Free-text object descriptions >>

++++++++++

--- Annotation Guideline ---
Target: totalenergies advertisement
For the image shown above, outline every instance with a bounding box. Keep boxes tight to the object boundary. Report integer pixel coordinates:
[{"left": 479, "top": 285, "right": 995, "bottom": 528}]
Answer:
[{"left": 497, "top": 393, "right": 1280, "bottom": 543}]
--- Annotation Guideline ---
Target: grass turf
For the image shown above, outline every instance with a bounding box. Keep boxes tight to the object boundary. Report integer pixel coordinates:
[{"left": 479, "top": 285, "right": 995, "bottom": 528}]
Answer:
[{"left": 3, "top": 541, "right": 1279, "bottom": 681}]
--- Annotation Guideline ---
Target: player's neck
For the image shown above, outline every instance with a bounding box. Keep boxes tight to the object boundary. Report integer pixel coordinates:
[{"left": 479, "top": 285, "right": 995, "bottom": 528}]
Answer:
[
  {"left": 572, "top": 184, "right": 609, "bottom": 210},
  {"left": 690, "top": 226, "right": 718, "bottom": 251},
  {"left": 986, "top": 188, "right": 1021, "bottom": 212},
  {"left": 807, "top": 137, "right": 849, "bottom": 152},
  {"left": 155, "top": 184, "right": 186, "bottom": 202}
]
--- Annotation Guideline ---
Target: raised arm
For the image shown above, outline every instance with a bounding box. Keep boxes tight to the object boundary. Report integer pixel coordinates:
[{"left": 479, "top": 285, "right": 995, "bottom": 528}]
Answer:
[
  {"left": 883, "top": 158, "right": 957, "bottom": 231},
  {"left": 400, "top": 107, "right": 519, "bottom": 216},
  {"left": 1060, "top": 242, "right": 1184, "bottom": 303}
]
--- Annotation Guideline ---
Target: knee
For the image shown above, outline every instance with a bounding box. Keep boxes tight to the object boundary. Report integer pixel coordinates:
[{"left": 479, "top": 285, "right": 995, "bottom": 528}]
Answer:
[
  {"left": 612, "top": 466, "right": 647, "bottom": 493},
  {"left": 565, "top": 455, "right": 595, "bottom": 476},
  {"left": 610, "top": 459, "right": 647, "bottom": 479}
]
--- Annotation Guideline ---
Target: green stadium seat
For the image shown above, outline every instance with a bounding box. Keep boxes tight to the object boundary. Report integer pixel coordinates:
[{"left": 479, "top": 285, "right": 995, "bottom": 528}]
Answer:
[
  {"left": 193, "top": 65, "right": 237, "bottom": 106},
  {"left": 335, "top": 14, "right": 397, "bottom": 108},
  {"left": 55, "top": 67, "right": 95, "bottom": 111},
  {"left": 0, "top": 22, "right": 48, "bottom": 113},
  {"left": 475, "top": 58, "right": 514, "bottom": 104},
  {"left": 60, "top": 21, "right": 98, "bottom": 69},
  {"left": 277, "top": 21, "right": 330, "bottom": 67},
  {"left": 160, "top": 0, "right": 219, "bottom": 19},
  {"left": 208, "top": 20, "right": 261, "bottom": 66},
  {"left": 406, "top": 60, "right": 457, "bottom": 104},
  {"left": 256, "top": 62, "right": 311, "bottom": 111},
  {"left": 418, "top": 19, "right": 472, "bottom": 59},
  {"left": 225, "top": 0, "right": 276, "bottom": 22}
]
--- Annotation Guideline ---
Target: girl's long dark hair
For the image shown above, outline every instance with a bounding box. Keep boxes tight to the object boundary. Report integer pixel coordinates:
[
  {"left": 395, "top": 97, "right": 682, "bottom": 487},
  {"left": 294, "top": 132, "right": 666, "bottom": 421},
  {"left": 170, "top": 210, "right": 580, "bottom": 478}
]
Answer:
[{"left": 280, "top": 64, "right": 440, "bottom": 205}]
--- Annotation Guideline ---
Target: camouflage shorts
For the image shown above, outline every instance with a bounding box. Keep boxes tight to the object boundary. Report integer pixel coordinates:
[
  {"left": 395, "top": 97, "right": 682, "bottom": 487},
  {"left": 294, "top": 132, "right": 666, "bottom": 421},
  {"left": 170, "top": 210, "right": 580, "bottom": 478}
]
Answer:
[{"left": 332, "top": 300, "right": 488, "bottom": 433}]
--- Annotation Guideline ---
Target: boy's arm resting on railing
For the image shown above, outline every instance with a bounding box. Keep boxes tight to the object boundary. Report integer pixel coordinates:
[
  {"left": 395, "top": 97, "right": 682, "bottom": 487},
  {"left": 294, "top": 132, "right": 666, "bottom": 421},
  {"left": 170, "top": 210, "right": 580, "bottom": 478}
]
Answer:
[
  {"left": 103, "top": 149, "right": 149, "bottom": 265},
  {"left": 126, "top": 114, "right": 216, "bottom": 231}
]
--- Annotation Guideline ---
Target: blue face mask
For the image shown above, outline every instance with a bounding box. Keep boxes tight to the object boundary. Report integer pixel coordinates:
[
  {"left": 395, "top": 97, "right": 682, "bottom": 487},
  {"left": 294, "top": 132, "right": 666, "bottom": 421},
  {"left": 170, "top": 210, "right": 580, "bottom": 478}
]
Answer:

++++++++++

Assigned task >> Reproduce each line of the data containing the word "Target".

Answer below >>
Target: totalenergies advertisement
Target: grass turf
Target: player's neck
Target: raised arm
Target: knee
Target: green stadium seat
Target: girl's long dark hair
Target: camouflage shorts
Target: boy's arm resting on railing
Target: blue face mask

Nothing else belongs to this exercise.